> **Task objective**
Set down each line from the start of the material exactly, please, up to and including the one that contains "positive clicks: (55, 114) (65, 101)".

> **Provided data**
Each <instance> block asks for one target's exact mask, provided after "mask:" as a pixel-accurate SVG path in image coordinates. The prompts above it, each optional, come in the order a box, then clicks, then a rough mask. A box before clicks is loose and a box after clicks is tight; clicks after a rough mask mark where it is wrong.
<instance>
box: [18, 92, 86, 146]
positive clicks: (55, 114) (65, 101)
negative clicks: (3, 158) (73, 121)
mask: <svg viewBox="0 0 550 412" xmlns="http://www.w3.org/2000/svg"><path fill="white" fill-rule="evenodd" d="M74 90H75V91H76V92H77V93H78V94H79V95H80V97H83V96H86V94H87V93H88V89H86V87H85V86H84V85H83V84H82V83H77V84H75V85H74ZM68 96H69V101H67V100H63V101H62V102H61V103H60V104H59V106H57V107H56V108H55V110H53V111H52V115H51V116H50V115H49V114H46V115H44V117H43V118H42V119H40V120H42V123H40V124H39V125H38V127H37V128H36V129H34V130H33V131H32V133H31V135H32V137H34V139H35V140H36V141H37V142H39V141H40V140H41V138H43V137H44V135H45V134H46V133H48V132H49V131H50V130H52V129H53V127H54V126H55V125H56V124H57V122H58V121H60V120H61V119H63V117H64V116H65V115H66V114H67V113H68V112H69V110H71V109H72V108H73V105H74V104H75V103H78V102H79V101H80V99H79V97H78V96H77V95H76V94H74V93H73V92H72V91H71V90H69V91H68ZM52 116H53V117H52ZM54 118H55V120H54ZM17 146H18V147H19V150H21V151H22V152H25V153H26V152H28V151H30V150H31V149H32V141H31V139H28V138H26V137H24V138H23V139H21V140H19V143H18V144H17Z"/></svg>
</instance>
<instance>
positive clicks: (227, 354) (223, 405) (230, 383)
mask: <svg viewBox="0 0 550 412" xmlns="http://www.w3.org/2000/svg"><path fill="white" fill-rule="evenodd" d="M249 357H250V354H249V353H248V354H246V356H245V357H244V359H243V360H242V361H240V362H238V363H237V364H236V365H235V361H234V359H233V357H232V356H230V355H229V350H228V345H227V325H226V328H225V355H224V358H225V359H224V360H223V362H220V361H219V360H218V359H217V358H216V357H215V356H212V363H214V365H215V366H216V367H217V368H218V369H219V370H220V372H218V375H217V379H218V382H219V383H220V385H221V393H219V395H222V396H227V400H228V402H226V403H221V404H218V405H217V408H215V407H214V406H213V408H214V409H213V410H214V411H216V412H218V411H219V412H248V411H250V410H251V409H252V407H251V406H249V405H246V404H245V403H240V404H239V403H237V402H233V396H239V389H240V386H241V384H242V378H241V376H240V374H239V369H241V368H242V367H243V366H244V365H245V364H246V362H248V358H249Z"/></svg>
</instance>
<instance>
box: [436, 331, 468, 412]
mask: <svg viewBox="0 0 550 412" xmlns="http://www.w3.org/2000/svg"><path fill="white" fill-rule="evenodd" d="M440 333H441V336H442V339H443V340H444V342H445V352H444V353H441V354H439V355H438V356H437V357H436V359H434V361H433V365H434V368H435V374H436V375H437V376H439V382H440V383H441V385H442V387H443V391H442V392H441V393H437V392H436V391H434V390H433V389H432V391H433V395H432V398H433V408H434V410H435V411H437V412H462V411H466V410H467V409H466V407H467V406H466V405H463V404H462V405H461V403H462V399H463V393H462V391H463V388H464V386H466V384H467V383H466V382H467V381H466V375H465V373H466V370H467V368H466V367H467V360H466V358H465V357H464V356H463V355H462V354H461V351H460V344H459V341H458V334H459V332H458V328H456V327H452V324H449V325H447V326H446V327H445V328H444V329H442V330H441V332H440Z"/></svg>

> **Exercise result**
Each <instance> block asks for one target's exact mask, provided after "mask:" as a pixel-accurate SVG path in image coordinates. The prompts above it, each optional, come in the order a box, then clicks, then a rough mask. A box before clicks is loose and a box after clicks is tight; clicks after a rough mask mark where it is wrong.
<instance>
box: [18, 92, 86, 146]
positive clicks: (55, 114) (65, 101)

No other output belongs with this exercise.